* EXERCISE OBJECTIVE
Gather every row below that contains the word "dark", and copy each of those lines out in full.

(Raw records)
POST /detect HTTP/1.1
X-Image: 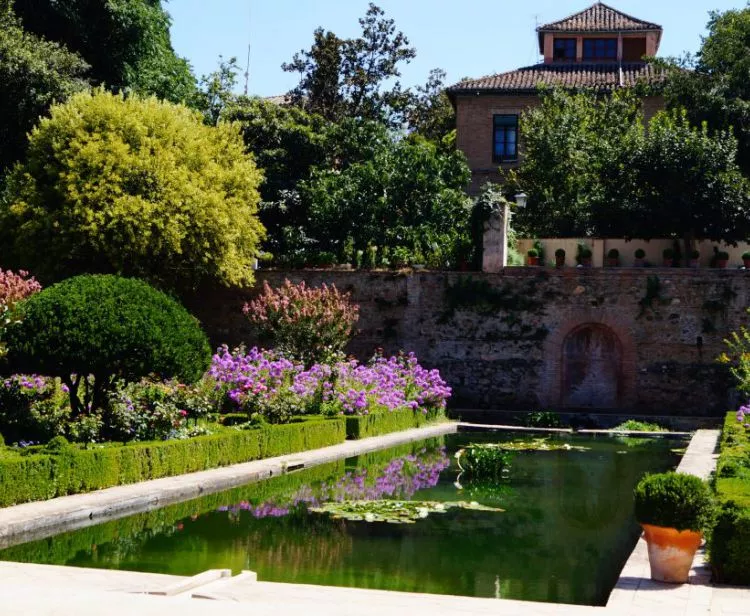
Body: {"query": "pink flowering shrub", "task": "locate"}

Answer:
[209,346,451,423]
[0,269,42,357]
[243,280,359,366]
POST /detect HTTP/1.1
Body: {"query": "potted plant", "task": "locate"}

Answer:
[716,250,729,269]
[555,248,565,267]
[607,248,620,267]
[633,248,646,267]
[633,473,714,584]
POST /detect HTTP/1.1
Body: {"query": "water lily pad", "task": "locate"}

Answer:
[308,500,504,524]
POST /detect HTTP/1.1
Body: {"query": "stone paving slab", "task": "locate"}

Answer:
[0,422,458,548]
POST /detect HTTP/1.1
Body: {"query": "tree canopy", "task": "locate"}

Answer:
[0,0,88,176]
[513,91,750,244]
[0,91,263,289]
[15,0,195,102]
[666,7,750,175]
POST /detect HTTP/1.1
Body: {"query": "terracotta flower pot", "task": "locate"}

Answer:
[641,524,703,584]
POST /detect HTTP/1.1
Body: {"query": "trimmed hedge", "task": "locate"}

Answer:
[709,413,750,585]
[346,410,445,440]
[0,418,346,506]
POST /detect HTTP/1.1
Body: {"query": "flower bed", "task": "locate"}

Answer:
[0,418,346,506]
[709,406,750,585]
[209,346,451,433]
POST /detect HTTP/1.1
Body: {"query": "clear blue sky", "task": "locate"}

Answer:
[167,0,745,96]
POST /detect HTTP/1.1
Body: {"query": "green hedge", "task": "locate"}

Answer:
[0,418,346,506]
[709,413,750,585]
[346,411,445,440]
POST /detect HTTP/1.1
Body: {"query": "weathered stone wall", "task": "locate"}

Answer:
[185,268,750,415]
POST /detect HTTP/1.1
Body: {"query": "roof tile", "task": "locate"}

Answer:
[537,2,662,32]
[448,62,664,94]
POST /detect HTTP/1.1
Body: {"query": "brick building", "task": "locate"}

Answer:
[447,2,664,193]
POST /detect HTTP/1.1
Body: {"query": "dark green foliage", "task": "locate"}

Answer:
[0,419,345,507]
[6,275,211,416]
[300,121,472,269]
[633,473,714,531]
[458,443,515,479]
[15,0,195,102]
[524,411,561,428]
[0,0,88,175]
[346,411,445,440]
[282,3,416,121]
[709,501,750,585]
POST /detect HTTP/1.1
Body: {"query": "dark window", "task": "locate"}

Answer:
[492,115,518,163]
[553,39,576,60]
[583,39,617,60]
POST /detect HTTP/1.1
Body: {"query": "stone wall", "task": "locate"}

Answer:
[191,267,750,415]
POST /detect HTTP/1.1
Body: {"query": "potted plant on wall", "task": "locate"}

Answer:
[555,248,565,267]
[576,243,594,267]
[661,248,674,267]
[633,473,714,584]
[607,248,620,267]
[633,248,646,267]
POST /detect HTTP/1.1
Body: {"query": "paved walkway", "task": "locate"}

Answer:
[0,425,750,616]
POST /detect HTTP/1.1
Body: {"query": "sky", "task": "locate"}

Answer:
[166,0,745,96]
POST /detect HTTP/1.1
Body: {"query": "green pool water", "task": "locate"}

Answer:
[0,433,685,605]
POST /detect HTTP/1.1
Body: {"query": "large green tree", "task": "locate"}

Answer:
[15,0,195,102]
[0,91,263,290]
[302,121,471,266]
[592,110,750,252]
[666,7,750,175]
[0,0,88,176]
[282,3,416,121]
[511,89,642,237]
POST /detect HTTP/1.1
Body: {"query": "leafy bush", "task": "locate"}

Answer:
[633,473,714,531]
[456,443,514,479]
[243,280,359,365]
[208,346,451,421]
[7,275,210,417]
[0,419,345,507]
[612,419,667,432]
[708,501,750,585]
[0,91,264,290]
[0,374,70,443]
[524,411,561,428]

* ANSWER IN FULL
Body: {"query": "dark green foliage", "task": "locate"}
Body: {"query": "dark window", "task": "locate"}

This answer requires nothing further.